# Newark @ UK Autumn Motorhome & Caravan Show Newark



## LadyJ (May 9, 2005)

There has been a new Show Rally added to the rally programme. The Show Rally is at UK Autumn Motorhome & Caravan Show Newark in Newark, Nottinghamshire starting 04/09/2015

More information will be available at the following url once the entry has been approved and active (Normally within 24hrs): 
http://www.motorhomefacts.com/modules.php?name=Rallies&op=display_results&rid=625

If you have any questions about the rally or want to chat about it then please post in this thread.


----------



## dumpertruck (Feb 5, 2009)

*New Attendee Added*

dumpertruck has just added their name to attend this rally


----------



## scottie (May 11, 2005)

*New Attendee Added*

scottie has just added their name to attend this rally


----------



## tonyblake (Apr 4, 2008)

*New Attendee Added*

tonyblake has just added their name to attend this rally


----------



## patrickcullen (Aug 3, 2015)

*New Attendee Added*

patrickcullen has just added their name to attend this rally


----------



## scottie (May 11, 2005)

Hi All
We have now have 6 confirmed to attend this rally,a few more would be nice,other wise I wont have much work to do,and be forced to sit and enjoy myself,come along and join us.
George


----------



## scottie (May 11, 2005)

LadyJ said:


> There has been a new Show Rally added to the rally programme. The Show Rally is at UK Autumn Motorhome & Caravan Show Newark in Newark, Nottinghamshire starting 04/09/2015
> 
> More information will be available at the following url once the entry has been approved and active (Normally within 24hrs):
> http://www.motorhomefacts.com/modules.php?name=Rallies&op=display_results&rid=625
> ...
####################
-- Set tasks --
1. According to the Newark show rally thread, on what date does the Show Rally start?
2. In the Newark show rally thread, duplicate the passage from "# Newark @ UK" up to and including "in this thread.".
3. Pick up the Newark show rally thread after its final line and continue it.

-- Recorded information --
####################
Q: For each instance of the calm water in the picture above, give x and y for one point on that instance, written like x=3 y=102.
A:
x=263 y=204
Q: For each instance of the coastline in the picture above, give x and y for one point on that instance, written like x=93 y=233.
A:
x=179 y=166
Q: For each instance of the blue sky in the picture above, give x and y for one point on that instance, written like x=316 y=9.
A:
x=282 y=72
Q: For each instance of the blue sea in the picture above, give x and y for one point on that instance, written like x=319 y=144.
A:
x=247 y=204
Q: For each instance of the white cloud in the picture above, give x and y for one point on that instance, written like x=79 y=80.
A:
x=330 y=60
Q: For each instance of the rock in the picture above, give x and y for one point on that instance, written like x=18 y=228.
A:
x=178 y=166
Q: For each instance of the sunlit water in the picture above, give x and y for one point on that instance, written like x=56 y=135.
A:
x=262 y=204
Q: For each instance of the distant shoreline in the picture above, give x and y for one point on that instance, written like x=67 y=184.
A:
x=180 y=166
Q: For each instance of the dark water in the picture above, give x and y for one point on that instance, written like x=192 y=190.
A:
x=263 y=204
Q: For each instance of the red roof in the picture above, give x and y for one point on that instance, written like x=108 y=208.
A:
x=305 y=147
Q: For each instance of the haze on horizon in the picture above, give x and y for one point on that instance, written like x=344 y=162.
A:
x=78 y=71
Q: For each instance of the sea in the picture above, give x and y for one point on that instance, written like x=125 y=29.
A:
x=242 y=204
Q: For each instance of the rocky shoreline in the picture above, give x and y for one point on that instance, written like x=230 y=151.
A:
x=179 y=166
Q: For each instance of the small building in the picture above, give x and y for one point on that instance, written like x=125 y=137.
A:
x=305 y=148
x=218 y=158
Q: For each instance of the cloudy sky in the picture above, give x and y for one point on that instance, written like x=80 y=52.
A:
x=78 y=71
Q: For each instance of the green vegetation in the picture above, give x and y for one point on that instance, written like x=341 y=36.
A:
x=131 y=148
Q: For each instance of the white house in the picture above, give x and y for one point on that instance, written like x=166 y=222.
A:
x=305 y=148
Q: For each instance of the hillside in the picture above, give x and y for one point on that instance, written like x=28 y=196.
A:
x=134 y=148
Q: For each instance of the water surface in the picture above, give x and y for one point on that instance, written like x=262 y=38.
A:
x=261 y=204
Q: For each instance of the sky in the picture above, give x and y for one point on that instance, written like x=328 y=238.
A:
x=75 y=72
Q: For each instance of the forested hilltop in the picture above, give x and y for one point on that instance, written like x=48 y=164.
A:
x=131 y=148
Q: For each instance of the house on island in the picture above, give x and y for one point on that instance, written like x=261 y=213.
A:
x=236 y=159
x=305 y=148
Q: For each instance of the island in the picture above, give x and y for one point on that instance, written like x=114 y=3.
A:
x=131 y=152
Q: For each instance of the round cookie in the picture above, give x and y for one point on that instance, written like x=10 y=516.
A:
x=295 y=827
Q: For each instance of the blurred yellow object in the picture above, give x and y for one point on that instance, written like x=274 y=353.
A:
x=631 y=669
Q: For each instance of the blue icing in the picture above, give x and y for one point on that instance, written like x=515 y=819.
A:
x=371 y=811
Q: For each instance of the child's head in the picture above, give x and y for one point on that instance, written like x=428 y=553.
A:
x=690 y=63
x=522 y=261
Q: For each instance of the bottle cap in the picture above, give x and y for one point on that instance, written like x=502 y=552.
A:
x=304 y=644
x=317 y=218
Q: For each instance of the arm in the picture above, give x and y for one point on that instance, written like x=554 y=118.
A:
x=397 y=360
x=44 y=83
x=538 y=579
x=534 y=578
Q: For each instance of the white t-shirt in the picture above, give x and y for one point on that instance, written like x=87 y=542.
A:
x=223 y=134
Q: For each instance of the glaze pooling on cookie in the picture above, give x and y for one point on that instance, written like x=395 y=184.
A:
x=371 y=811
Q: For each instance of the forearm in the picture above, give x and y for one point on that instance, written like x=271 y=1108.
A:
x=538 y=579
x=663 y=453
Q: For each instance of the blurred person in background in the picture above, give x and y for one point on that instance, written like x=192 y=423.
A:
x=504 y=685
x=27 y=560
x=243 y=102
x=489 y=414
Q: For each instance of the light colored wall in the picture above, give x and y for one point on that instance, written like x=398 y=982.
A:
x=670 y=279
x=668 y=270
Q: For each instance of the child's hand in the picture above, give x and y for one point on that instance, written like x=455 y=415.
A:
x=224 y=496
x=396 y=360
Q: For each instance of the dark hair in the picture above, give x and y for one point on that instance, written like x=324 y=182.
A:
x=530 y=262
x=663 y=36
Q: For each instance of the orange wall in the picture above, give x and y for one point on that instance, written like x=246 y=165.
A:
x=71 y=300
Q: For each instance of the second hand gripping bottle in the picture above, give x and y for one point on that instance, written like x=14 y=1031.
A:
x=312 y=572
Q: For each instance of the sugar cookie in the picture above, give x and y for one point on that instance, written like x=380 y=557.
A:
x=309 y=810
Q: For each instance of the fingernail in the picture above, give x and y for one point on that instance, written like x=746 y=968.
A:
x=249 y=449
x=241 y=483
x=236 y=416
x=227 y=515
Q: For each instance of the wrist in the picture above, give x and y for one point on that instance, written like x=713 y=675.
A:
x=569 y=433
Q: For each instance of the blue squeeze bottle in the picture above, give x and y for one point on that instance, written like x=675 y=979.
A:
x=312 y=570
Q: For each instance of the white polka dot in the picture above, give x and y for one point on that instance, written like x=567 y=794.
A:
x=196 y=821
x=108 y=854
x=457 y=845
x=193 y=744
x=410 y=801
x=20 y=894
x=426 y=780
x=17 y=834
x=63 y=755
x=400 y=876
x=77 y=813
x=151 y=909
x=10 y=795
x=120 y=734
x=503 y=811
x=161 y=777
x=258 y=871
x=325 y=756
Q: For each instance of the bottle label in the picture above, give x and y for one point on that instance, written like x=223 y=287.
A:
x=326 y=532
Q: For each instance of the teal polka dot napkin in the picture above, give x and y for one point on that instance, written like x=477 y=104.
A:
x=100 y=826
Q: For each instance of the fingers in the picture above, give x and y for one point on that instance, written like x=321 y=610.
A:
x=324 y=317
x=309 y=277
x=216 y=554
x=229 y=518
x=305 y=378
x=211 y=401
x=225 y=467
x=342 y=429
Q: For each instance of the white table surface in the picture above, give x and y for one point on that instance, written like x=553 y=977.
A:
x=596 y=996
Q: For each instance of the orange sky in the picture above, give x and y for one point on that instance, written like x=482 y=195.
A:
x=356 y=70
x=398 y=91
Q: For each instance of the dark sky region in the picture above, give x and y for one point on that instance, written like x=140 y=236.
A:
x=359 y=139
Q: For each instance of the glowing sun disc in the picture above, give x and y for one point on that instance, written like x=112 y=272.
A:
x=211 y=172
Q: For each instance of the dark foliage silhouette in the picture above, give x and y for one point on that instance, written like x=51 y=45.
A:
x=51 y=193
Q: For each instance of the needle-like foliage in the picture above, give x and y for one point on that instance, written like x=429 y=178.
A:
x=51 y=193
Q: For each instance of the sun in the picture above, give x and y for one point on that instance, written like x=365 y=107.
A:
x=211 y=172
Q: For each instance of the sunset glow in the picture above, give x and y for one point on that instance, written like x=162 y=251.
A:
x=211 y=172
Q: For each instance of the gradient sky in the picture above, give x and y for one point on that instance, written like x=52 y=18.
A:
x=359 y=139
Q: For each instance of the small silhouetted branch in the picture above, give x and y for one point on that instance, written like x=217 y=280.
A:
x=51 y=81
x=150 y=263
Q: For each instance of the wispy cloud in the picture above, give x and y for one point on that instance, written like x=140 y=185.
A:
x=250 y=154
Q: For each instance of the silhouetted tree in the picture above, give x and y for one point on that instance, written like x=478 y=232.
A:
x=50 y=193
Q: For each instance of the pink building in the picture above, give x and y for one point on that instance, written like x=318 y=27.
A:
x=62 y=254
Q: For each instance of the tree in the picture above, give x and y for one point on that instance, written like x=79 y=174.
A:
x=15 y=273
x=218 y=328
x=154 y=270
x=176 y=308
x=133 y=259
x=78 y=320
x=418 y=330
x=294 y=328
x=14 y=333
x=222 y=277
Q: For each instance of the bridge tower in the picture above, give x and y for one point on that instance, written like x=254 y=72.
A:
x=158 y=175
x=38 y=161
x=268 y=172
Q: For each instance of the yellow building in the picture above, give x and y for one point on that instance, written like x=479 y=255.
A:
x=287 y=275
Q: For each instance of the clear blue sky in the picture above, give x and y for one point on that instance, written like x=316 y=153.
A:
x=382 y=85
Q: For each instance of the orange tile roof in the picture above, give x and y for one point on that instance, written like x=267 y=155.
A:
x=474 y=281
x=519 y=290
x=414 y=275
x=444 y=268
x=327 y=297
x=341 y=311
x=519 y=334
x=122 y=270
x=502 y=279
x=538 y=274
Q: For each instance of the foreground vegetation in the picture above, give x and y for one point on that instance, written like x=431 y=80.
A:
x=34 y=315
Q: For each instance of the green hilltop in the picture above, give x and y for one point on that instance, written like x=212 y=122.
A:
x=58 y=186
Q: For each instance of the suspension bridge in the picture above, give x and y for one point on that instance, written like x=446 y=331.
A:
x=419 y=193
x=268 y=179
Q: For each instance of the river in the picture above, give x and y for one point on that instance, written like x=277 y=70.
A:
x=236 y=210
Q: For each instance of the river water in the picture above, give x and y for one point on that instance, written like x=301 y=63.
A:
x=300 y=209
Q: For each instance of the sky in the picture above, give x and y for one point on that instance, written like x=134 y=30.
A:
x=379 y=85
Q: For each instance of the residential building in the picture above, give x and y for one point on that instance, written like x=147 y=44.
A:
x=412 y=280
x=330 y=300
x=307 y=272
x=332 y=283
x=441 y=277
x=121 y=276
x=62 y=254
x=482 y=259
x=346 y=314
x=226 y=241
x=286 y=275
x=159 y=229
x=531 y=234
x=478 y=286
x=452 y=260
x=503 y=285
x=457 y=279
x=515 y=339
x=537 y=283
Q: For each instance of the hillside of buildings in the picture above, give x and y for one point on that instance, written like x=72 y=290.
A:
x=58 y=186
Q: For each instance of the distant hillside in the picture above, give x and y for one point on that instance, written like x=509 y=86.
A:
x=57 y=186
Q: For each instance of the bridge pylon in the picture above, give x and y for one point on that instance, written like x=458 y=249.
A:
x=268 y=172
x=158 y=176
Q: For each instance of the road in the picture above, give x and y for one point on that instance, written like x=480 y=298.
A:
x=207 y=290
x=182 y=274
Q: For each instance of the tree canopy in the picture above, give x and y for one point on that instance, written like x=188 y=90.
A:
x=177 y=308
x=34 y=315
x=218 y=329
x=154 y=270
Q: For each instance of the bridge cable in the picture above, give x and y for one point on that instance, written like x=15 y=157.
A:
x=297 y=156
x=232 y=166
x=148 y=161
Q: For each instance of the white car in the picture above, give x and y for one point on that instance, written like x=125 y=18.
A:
####################
-- Outputs --
1. 04/09/2015

2.
# Newark @ UK Autumn Motorhome & Caravan Show Newark



## LadyJ (May 9, 2005)

There has been a new Show Rally added to the rally programme. The Show Rally is at UK Autumn Motorhome & Caravan Show Newark in Newark, Nottinghamshire starting 04/09/2015

More information will be available at the following url once the entry has been approved and active (Normally within 24hrs): 
http://www.motorhomefacts.com/modules.php?name=Rallies&op=display_results&rid=625

If you have any questions about the rally or want to chat about it then please post in this thread.

3.
Hi All
Only 12 days left for you to add you name to this rally,come along and join us.:grin2:


----------



## JimM (Jul 5, 2005)

*New Attendee Added*

JimM has just added their name to attend this rally


----------



## scottie (May 11, 2005)

Hi
Last Call Booking closes in 4 days,come along and and have a nice relaxing weekend.


----------



## havingfun (Oct 31, 2007)

*New Attendee Added*

havingfun has just added their name to attend this rally


----------



## scottie (May 11, 2005)

Booking is now closed for this rally,See you there.
Scottie


----------



## havingfun (Oct 31, 2007)

*newark show*

hi,

george or angie, could you do me a favour and confirm us, just paid, and picking tickets up on door.

thanks mags x


----------



## scottie (May 11, 2005)

Hi Mags
Will do see you both there.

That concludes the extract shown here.